What is expected - Copy out all lines of the records in which the word "every" appears.

Raw data -
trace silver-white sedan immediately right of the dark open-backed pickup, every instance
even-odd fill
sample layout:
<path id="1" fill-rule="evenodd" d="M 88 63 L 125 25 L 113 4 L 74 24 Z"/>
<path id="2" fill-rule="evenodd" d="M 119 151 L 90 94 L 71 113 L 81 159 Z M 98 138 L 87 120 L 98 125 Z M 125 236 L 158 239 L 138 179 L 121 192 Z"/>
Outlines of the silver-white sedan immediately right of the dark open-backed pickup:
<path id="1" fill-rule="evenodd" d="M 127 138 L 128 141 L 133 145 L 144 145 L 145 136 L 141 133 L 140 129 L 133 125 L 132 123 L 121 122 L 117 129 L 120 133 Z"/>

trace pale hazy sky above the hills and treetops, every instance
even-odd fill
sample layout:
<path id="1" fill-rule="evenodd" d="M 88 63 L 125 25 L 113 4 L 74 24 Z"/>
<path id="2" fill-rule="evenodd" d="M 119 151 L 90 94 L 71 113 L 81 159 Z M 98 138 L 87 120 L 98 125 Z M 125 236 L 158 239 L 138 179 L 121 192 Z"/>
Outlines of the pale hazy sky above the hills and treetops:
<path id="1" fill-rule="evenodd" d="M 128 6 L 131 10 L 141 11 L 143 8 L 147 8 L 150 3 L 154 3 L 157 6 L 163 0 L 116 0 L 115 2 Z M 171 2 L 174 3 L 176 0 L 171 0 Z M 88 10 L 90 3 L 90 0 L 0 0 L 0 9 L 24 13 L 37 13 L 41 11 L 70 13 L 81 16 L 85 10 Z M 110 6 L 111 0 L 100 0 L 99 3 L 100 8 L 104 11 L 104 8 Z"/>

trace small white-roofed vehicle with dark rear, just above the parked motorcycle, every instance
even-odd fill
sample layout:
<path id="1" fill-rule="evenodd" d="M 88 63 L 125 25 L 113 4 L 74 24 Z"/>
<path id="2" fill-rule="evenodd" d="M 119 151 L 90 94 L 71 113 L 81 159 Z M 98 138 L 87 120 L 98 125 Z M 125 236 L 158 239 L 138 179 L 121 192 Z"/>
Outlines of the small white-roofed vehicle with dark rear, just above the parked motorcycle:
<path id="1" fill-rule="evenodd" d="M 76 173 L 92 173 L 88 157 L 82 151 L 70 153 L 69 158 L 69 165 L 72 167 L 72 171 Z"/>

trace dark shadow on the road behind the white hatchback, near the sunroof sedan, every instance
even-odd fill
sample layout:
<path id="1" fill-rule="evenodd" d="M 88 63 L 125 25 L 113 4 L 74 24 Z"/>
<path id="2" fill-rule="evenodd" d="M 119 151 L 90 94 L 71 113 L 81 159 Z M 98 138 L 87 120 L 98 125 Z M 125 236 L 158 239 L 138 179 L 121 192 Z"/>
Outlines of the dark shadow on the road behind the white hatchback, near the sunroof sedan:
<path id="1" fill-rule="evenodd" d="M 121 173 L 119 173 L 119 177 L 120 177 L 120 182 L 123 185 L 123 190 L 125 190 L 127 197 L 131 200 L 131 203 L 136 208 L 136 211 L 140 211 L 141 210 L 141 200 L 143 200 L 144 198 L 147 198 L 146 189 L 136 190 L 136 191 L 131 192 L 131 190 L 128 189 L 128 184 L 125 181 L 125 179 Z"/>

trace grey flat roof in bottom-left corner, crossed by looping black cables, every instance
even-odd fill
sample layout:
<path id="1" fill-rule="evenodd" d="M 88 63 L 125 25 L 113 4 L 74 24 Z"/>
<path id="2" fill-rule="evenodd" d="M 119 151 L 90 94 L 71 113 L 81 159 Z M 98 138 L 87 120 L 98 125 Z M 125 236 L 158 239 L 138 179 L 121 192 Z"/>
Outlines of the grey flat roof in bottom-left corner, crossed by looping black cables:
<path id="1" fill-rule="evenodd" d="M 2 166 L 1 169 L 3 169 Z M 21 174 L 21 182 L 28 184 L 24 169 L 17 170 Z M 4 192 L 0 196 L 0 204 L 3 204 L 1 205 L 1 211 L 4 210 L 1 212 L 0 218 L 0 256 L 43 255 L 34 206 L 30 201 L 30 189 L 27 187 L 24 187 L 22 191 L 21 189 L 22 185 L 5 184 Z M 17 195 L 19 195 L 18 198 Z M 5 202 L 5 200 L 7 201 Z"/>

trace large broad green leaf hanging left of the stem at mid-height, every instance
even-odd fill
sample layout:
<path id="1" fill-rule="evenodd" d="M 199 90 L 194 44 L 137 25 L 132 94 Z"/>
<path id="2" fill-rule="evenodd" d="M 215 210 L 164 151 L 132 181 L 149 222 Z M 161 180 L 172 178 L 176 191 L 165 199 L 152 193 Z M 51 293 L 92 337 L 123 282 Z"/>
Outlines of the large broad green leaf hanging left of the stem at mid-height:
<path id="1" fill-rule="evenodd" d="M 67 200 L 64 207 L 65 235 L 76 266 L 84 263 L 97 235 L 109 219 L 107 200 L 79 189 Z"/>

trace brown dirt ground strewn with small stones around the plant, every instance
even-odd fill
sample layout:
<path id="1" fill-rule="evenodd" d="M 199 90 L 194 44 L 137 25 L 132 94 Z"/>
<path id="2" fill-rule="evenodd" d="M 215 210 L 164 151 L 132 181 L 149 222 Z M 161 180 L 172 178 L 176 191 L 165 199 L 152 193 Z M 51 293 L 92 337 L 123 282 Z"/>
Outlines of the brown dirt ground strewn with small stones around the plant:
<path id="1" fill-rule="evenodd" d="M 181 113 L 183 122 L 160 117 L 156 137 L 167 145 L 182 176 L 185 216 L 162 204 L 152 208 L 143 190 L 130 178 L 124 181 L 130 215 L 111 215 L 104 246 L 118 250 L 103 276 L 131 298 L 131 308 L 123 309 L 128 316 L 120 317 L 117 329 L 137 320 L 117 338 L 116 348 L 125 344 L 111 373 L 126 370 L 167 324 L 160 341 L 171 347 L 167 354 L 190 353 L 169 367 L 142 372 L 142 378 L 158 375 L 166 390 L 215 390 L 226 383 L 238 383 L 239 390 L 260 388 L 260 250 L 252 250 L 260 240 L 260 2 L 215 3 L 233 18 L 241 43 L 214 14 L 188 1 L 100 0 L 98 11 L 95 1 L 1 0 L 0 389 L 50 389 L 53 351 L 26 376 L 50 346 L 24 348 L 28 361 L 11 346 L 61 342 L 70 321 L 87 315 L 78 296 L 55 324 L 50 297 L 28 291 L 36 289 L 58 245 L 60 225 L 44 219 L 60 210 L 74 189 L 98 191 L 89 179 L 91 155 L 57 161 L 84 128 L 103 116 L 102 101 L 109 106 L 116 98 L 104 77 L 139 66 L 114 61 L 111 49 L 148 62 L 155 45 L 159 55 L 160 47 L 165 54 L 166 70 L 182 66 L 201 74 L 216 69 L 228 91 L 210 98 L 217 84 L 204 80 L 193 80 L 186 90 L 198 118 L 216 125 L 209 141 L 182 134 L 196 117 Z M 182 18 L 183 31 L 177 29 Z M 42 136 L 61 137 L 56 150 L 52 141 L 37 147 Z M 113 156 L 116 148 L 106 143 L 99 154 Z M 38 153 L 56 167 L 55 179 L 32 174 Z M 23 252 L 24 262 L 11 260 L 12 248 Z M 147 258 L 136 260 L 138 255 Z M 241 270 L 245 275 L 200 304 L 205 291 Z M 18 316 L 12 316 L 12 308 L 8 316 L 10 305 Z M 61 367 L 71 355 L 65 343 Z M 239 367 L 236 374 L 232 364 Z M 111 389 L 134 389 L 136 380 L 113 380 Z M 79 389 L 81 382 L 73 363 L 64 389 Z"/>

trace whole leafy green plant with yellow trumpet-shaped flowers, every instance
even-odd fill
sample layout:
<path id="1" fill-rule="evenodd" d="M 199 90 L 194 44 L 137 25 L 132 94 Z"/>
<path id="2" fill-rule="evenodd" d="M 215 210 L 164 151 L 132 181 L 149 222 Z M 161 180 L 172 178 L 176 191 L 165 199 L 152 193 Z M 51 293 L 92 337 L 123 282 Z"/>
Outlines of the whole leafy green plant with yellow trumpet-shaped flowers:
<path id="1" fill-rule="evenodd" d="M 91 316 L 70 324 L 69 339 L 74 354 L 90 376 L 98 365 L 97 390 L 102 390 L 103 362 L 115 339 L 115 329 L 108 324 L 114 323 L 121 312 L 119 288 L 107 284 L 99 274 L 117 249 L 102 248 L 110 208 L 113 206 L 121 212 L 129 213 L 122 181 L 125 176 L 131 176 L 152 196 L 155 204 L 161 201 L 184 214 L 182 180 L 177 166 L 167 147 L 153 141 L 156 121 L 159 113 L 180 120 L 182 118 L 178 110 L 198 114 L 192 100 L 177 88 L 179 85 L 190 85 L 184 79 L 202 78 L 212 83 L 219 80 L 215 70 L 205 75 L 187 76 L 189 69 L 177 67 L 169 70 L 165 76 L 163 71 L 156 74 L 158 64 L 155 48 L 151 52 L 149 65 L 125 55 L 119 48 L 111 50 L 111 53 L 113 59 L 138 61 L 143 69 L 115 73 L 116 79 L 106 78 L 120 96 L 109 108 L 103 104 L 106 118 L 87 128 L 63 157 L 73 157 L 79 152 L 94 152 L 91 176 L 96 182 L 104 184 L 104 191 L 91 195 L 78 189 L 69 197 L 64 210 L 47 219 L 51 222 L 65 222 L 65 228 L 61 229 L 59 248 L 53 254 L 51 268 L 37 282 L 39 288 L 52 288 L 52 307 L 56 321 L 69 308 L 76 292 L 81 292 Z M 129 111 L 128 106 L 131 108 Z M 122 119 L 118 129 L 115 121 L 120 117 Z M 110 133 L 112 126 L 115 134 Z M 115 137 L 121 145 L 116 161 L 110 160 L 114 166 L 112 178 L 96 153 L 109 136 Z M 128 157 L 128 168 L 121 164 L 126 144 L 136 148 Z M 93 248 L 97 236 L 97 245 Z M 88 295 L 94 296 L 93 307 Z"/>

Answer area -
trace silver-white sedan immediately right of the dark open-backed pickup, every instance
trace pale hazy sky above the hills and treetops, every instance
trace small white-roofed vehicle with dark rear, just above the parked motorcycle, every instance
trace dark shadow on the road behind the white hatchback, near the sunroof sedan, every instance
trace grey flat roof in bottom-left corner, crossed by looping black cables, every instance
trace large broad green leaf hanging left of the stem at mid-height, every instance
trace brown dirt ground strewn with small stones around the plant, every instance
trace whole leafy green plant with yellow trumpet-shaped flowers, every instance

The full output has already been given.